抜粋 –
- - - - - - -

大分県
べっぷおんせん・きんえいおんせん
別府温泉・錦栄温泉
素朴でゆったりと広めの共同湯
別府の温泉巡りは、他の地域では味わえない温かみも楽しさも気軽さも兼ね備え、独特の雰囲気が味わえるので、毎回とても楽しみです。そして何度来ても毎回新しい発見があり、驚かされます。今回は別府駅から徒歩で10分ほどの錦栄温泉に向かいました。街の様子などをうかがいながら、てくてくと歩いていく散歩もまた楽しいものです。しばらくして目的の場所に近づいてきましたが、地味な共同湯ほど、風景に溶け込んでしまっているので、見落とさないように探しながら近づいていきました。この辺りだなぁと思っていると古いアパートのような建物が見えてきました。近づいていくと公民館のような感じです。この辺りのハズなんだがと目の前までいくと、木の板に墨字で「錦栄温泉」と書かれた看板があり、入口がありました。なるほど、ここは公民館タイプの浴場なのですね。それにしても、公民館というよりはボロアパートのような、懐かしさの漂う佇まいです。入口は男女別にありますが、入ると正面に番台があり、下足箱のある男女共有のスペースがあります。ならば、入口はひとつでいいような気がしますが、よくあるパターンですね。番台はありますが、無人になっていたので料金箱に入浴料を投入して脱衣場に向かいます。脱衣場は板張りの床に棚があるだけのシンプルなものです。けっこうスペースは広いので、ゆったりとした印象がありました。床はしっかりとワックスもかかっており、とても綺麗で清潔感があります。一段下がったところに浴室がありました。内湯と浴室は段差があるだけで、一体化したスペースとなっているようです。浴室はこちらもゆったりとした感じで、タイル張り床の中央に湯舟がひとつあるだけのものです。浴室の手前側には昔の古い小学校にありがちな洗面台があり、奥の隅にかまどのような貯湯槽がありました。ものすごくシンプルな浴場ながらも、天井も少し高めでスペースが広く感じるので、小ぢんまりとしつつもゆったりとした印象がありました。さっそく体を流しますが、シャワーやカランは無いので湯舟から直接洗面器で湯を汲んで利用します。無色透明の湯はちょっと熱いですが、あっさりとした軽やかな湯でした。熱めの湯でも何度も掛け湯を繰り返せば、体も慣れてきます。体を流したところで湯舟に浸かりますが、底の方は温度が低めで、全体的にはちょうどいい感じでした。湯舟には脇に太いパイプが出ていて、バルブがあります。これが源泉かと捻ると、冷たい水が出てきます。源泉は奥の貯湯槽から湯舟に直接注がれているようです。貯湯槽には木の棒が突っ込まれているのですが、これが栓になって湯量を調整できるのですかね。温度もちょうどよかったので、そのまま利用しました。しばらくすると汗だくになるほど、よく体が温まります。やはり温泉の力は違いますね。無色透明の微妙にツルリとする湯ですが、この感触以上にポテンシャルを感じました。非常に静かな浴場で、まったりと過ごしていると、時間が経つのもゆっくりな気がしてきます。しばらくすると地域の方々も入ってこられたので、頃合いを見計らってあがることにしました。こういった素朴な共同湯が、いつまでも存続しつづけられることを祈ります。

- - - - - - -

提供された行 –

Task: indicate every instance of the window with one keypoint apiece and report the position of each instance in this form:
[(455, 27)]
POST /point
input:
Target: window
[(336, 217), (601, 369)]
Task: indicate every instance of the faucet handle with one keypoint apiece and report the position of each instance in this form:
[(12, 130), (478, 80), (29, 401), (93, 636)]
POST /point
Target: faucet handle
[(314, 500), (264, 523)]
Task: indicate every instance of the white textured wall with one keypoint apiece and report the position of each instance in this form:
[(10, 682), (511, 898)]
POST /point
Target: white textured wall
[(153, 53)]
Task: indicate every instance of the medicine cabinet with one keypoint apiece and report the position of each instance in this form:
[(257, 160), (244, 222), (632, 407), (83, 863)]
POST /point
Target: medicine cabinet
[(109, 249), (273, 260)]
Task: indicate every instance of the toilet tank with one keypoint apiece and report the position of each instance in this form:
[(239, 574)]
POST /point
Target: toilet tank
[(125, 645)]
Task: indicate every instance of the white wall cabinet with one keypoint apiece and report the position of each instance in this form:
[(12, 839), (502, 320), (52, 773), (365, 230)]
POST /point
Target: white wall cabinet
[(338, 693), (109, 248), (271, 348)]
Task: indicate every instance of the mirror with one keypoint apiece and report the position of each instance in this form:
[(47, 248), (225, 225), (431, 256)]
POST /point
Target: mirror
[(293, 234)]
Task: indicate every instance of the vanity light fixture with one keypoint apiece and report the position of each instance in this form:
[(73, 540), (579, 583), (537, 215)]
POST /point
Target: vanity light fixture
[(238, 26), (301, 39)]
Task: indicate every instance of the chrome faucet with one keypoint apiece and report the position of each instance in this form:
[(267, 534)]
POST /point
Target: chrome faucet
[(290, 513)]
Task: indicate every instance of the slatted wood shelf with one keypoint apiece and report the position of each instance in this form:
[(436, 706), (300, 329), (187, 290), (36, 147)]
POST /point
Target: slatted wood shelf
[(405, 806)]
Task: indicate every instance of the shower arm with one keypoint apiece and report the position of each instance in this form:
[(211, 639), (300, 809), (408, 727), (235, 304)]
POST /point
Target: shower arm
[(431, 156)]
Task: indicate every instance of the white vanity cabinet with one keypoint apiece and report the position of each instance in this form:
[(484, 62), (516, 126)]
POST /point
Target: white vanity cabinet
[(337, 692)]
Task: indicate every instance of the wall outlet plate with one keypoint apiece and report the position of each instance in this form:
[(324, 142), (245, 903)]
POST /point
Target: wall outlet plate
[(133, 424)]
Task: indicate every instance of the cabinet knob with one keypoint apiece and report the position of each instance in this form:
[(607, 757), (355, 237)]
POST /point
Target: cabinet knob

- - - - - - -

課題 – 錦栄温泉の入浴記を、最後の一文のあとから書き継いでください。

演習の結果 –
掲載: 2024/08/22
Data
- 所在地:大分県別府市光町
- 源泉名:別府市有雲泉寺泉源 外
- 入浴 :2024年5月
- 泉質 :単純温泉(中性低張性高温泉)
- 泉温 :源泉64.1度
- PH :7.4
- ラドン含有量:2.0×10-10Ci/kg未満(7.4Bq/kg未満))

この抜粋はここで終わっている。